=== Written problem ===
Transcribe every line of the listing below without any deviation.

Object position labeling entries:

-- Start --

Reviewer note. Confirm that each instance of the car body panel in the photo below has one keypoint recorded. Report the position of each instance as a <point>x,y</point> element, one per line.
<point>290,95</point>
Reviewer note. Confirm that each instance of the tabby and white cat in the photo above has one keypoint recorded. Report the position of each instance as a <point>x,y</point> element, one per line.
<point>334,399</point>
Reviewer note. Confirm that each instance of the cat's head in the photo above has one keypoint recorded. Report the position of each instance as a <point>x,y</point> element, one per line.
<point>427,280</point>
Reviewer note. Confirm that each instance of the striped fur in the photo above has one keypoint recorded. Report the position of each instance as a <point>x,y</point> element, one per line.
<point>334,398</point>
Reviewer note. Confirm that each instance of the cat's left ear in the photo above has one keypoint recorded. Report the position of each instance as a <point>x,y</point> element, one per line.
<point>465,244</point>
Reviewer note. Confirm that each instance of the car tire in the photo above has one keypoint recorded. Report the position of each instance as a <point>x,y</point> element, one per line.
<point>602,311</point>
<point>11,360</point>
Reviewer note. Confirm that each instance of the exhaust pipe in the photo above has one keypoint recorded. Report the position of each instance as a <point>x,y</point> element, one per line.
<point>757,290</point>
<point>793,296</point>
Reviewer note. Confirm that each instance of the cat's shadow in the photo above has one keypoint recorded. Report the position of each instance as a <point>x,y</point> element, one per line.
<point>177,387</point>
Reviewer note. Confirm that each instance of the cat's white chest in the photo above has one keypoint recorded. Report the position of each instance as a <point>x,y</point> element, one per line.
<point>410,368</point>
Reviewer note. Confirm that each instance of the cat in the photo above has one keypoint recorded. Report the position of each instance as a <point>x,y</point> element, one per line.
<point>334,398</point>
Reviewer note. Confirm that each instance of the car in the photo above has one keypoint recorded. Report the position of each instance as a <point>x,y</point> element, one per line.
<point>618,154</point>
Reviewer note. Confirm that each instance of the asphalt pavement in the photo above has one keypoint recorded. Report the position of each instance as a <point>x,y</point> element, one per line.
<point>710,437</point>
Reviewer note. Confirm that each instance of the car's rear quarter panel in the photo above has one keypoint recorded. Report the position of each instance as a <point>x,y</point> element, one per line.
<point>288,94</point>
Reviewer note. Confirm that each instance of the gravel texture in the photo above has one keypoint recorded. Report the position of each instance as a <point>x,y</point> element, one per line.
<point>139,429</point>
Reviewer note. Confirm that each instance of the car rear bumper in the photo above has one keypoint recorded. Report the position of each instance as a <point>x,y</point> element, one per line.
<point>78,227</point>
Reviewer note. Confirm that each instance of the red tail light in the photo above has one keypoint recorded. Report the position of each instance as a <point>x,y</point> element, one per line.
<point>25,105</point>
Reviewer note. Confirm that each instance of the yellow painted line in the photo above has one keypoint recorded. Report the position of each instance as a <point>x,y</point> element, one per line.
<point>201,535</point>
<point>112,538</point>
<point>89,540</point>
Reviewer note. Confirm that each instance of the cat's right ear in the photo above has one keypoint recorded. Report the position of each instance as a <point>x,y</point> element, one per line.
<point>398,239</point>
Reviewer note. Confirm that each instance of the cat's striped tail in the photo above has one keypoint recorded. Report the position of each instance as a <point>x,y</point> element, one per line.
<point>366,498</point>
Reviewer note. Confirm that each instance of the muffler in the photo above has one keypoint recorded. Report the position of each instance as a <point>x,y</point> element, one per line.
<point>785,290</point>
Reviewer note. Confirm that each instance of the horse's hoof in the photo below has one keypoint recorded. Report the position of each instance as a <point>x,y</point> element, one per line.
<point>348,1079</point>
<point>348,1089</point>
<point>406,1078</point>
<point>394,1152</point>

-- End --

=== The response ===
Reviewer note. Confirm that each instance of the car body panel in the photo below has one keypoint recorded. Report the position of each instance as a <point>x,y</point> element, one per line.
<point>290,95</point>
Reviewer note. Confirm that each instance of the tabby and white cat in the photo above has one keypoint recorded. Report the position of each instance as a <point>x,y</point> element, one per line.
<point>334,399</point>
Reviewer note. Confirm that each instance of the cat's head in the photo above has one keypoint recorded. Report the position of each instance as a <point>x,y</point> element, one per line.
<point>427,280</point>
Reviewer note. Confirm that each instance of the striped fur in the photo above has one keypoint recorded. Report the position of each instance as a <point>x,y</point> element, one per line.
<point>334,398</point>
Reviewer note. Confirm that each instance of the cat's left ear in the photo above has one keypoint recorded. Report the position of each instance as a <point>x,y</point> element, one per line.
<point>465,244</point>
Reviewer note. Confirm that each instance of the car tire in the photo above has one keypoint recorded. Report the position of each instance as a <point>x,y</point> element, one per line.
<point>602,311</point>
<point>11,360</point>
Reviewer note. Confirm that each instance of the exhaust pipe in the photo above has one keypoint recorded. Report the position of each instance as a <point>x,y</point> element, one per line.
<point>757,290</point>
<point>793,296</point>
Reviewer note. Confirm that each instance of the cat's shadow in the photo above has one keypoint recorded. Report the position of each instance as a <point>x,y</point> element, one per line.
<point>177,387</point>
Reviewer note. Confirm that each instance of the cat's white chest in the photo above has one keypoint recorded. Report the position of each instance as a <point>x,y</point> element, one per line.
<point>410,368</point>
Reviewer note. Confirm that each instance of the cat in the photo above has one keypoint recorded. Report the position of each instance as a <point>x,y</point> element, one per line.
<point>334,398</point>
Reviewer note. Confirm that each instance of the car in the photo above has one keypoint recorded. Report the position of each instance as a <point>x,y</point> element, one per line.
<point>618,154</point>
Reviewer note. Confirm that each instance of the asphalt pavement in the photo above has one keypoint recorded. Report the position of each instance as a <point>x,y</point> element, one per line.
<point>710,437</point>
Reviewer note. Confirm that each instance of the car's rear quarter panel in the photo above has one keypoint recorded. Report the position of each instance as a <point>x,y</point> element, one per line.
<point>288,94</point>
Reviewer note. Confirm that each instance of the gravel texture in the photo above has one keypoint recorded. Report the position of each instance as a <point>x,y</point> element, one per line.
<point>139,429</point>
Reviewer note. Confirm that each instance of the car rear bumper in the photo above has one keypoint recorded. Report the position of each instance as a <point>x,y</point> element, one per line.
<point>78,227</point>
Reviewer note. Confirm that each instance of the red tail light in the photo above has one keypoint recorded. Report the position of each instance as a <point>x,y</point> element, one per line.
<point>25,105</point>
Reviewer note. Confirm that each instance of the yellow painted line in the photo above has one keypoint recorded. Report the position of each instance as a <point>x,y</point> element, one per line.
<point>201,535</point>
<point>112,538</point>
<point>89,540</point>
Reviewer note. Confirm that each instance of the cat's right ear in the photo above has one keypoint recorded. Report the position of each instance as a <point>x,y</point> element, one per line.
<point>398,239</point>
Reviewer note. Confirm that each instance of the cat's striped tail in the photo above has one keypoint recorded. Report the position of each instance as a <point>x,y</point> element, one per line.
<point>366,498</point>
Reviewer note. Confirm that each instance of the muffler in the photo above has one keypoint recorded. Report the position of each instance as a <point>x,y</point> element, one per line.
<point>785,290</point>
Reviewer note. Confirm that each instance of the horse's hoof in the photo below has one keypoint recorded. Report the position of each instance as a <point>x,y</point> element, one per line.
<point>348,1079</point>
<point>348,1089</point>
<point>406,1078</point>
<point>394,1152</point>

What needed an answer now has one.